[Start EXCERPTED PASSAGE]

# Do you know this Haunt?



## Jacksonville Haunter (Apr 21, 2011)

*Haunted House In Boynton Beach Indian Wells *

*This is not my haunt, I found it on youtube. The video is shot and posted by a funny neighbor. The haunt goes by INDIAN WELLS CEMETERY. It looks very cool but I can not find any youtube videos by the haunter or a website. All I know it it is in Florida. I would like to see some video of it running at night, somebody put a lot of time and money into this one. Got any links?*

*Thanks for any help.:xbones:*


----------



## DynomiteDaniel (Apr 3, 2012)

oh man do I wish I had all of that stuff!


----------



## RoxyBlue (Oct 6, 2008)

The dude shooting the video was a hoot

The use of the space between sidewalk and street is not something you see very often.


----------



## Headless (Sep 4, 2011)

How does this stuff not go missing over night????? Wouldn't last a few hours in town here.


----------



## Jacksonville Haunter (Apr 21, 2011)

Zombie | Flickr - Photo Sharing!

*I was looking around and did find the haunt on flicker. The garage is an amazing Witches Den Of Evil.*


----------



## scareme (Aug 29, 2006)

That's a great haunt. They have some amazing masks. It's given me a couple of new ideas (like I needed any new ideas). Thanks for sharing.

[End EXCERPTED PASSAGE]
[Start DATASET EXCERPT]

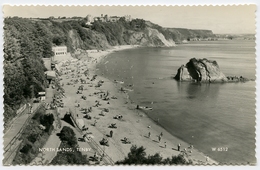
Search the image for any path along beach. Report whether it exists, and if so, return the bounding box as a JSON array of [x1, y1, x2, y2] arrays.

[End DATASET EXCERPT]

## TASKS TO CARRY OUT
1: In the forum thread, condense the paragraph that begins "This is not my haunt" into a short bulleted list that keeps its main facts.
2: Reproduce the stretch of the forum thread from "## RoxyBlue (Oct" through "(Sep 4, 2011)".

## RESULTS FOR THE EXERCISE
1:
- The haunt isn't the poster's; it was found on YouTube in a video shot and posted by a funny neighbor.
- It goes by the name Indian Wells Cemetery and is somewhere in Florida.
- The poster can't find any YouTube videos by the haunter or a website for it.
- The poster wants to see video of it running at night, since someone put a lot of time and money into it.
- The paragraph closes by asking for links.

2:
## RoxyBlue (Oct 6, 2008)

The dude shooting the video was a hoot

The use of the space between sidewalk and street is not something you see very often.


----------



## Headless (Sep 4, 2011)